▸ WORK ITEM
Please write out all the entries exactly, without the pictures.

▸ RECORDS PROVIDED
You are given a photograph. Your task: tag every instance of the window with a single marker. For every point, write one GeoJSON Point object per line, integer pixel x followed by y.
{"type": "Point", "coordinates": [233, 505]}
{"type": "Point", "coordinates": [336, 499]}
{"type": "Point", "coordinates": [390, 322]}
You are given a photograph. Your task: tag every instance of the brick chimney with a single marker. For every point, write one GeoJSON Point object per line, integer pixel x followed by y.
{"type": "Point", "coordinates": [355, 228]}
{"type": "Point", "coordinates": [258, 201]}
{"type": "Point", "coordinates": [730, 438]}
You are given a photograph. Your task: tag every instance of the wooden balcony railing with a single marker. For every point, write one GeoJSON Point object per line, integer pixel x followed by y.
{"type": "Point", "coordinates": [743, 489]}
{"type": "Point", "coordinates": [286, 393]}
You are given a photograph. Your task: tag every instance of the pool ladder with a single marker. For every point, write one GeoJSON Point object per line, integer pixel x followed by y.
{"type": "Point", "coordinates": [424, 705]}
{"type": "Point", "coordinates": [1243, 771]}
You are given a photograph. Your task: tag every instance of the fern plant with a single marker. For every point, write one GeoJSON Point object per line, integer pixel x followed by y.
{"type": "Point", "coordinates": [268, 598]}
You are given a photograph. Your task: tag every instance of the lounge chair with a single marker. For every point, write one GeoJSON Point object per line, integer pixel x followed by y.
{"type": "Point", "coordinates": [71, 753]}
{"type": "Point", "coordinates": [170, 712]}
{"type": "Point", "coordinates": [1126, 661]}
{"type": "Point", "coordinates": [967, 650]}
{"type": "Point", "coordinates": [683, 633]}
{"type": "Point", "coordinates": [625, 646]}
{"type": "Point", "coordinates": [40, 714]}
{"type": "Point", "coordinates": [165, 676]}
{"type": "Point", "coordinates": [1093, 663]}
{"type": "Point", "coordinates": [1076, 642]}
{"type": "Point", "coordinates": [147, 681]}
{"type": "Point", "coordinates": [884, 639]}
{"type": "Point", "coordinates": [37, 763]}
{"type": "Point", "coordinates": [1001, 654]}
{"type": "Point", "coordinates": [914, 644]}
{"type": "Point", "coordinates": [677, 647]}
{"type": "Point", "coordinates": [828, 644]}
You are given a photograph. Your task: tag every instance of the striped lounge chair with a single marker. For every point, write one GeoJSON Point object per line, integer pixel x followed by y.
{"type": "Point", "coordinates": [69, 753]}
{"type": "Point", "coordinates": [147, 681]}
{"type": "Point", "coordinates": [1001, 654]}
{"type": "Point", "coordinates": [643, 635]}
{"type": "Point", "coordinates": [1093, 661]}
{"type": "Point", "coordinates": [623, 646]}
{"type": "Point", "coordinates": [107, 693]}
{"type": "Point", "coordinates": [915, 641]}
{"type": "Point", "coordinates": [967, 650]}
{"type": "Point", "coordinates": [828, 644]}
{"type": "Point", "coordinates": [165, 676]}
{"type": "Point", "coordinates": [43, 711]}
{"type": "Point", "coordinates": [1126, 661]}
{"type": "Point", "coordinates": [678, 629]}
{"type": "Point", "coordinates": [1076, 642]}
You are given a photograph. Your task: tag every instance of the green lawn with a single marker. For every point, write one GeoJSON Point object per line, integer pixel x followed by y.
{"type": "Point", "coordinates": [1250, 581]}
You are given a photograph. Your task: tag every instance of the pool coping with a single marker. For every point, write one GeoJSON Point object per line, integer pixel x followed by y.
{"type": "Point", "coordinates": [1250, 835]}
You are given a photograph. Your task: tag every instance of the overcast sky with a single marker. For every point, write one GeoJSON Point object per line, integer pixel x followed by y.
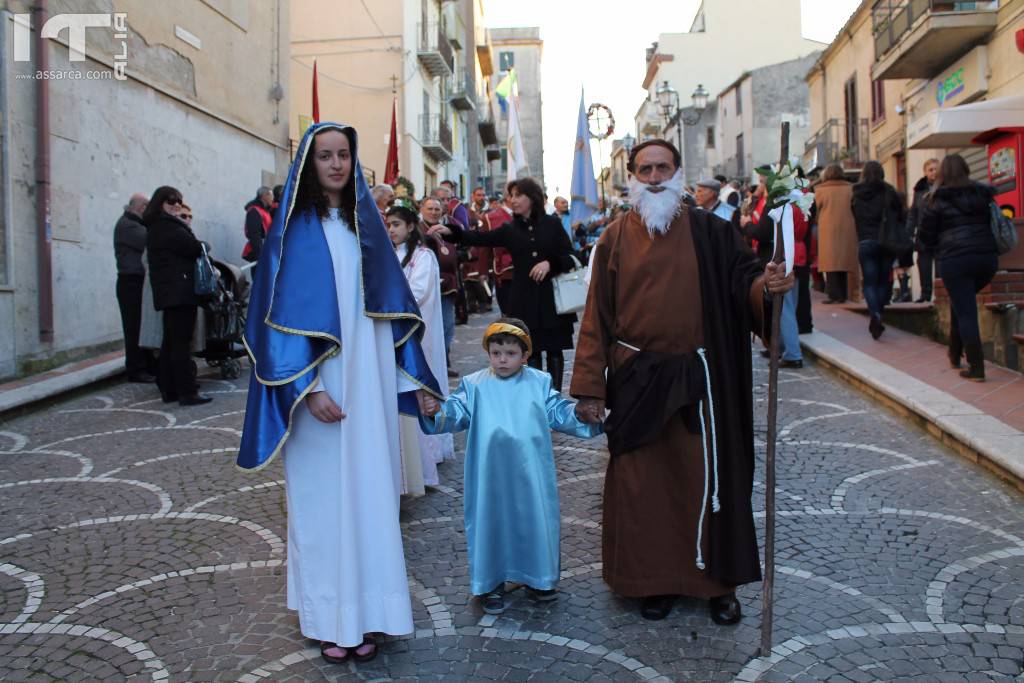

▸ REPLY
You are given a photograph. Your task: tag every instance of the window with a single marker. For every point, write one GeoJSON Point object per line, integer pixel x followed by y.
{"type": "Point", "coordinates": [233, 505]}
{"type": "Point", "coordinates": [336, 499]}
{"type": "Point", "coordinates": [390, 322]}
You are given a photograph. Your task: tag every instance of the brick chimney with a single marker. For every point, write one GeoJSON Point object per line, integer pixel x followed by y.
{"type": "Point", "coordinates": [355, 228]}
{"type": "Point", "coordinates": [258, 201]}
{"type": "Point", "coordinates": [730, 438]}
You are given a photograph. Your task: tag every instance of the wooden balcony railing with a single marker. For every point, write one GeoJSON Point object per line, integer pixel x followed by y.
{"type": "Point", "coordinates": [743, 489]}
{"type": "Point", "coordinates": [286, 393]}
You are given a photograph. Your task: tag every instance of the pool ladder with a single marker. For every point, write one GeoJSON Point object per line, integer pixel x followed by y.
{"type": "Point", "coordinates": [424, 705]}
{"type": "Point", "coordinates": [1243, 771]}
You are given a photograph. Your task: tag every instance of the fern plant with a single marker. For every point, write one GeoJSON Point object per line, integer pixel x followed by y.
{"type": "Point", "coordinates": [268, 598]}
You are given a photograph. Your task: tag every instance of the lounge chair with a single marker. For every point, write one GeoJSON Point object per line, integer pixel x followed by y.
{"type": "Point", "coordinates": [71, 753]}
{"type": "Point", "coordinates": [170, 712]}
{"type": "Point", "coordinates": [1126, 661]}
{"type": "Point", "coordinates": [967, 650]}
{"type": "Point", "coordinates": [683, 633]}
{"type": "Point", "coordinates": [625, 646]}
{"type": "Point", "coordinates": [40, 714]}
{"type": "Point", "coordinates": [165, 676]}
{"type": "Point", "coordinates": [1093, 663]}
{"type": "Point", "coordinates": [1076, 642]}
{"type": "Point", "coordinates": [147, 681]}
{"type": "Point", "coordinates": [884, 639]}
{"type": "Point", "coordinates": [37, 763]}
{"type": "Point", "coordinates": [1001, 654]}
{"type": "Point", "coordinates": [914, 644]}
{"type": "Point", "coordinates": [677, 647]}
{"type": "Point", "coordinates": [828, 644]}
You are given a photograph. Your task: tag every instance of the striped lounge chair with a single marker. For every point, write one GeoJSON Point object per line, integer pixel x followed by y.
{"type": "Point", "coordinates": [69, 753]}
{"type": "Point", "coordinates": [147, 681]}
{"type": "Point", "coordinates": [1001, 654]}
{"type": "Point", "coordinates": [643, 635]}
{"type": "Point", "coordinates": [1093, 661]}
{"type": "Point", "coordinates": [623, 646]}
{"type": "Point", "coordinates": [107, 693]}
{"type": "Point", "coordinates": [915, 641]}
{"type": "Point", "coordinates": [967, 650]}
{"type": "Point", "coordinates": [828, 644]}
{"type": "Point", "coordinates": [165, 676]}
{"type": "Point", "coordinates": [43, 711]}
{"type": "Point", "coordinates": [1126, 661]}
{"type": "Point", "coordinates": [678, 629]}
{"type": "Point", "coordinates": [1076, 642]}
You are given a photograph. Your task: tag every instance of the green lawn with a single marker. For every point, write one GeoJSON Point object per line, integer pixel x followed by y.
{"type": "Point", "coordinates": [1250, 581]}
You are given a photograph. Your task: tag every instance of the pool coping with a single marker. For every point, write one GeoJSON Point object per line, integer pixel x followed by y.
{"type": "Point", "coordinates": [1250, 835]}
You are given a photograph. Your task: tag every instance of the overcast sky with a single marker. For every point, write one GeoJSON Point object per line, integer pixel x followed by y.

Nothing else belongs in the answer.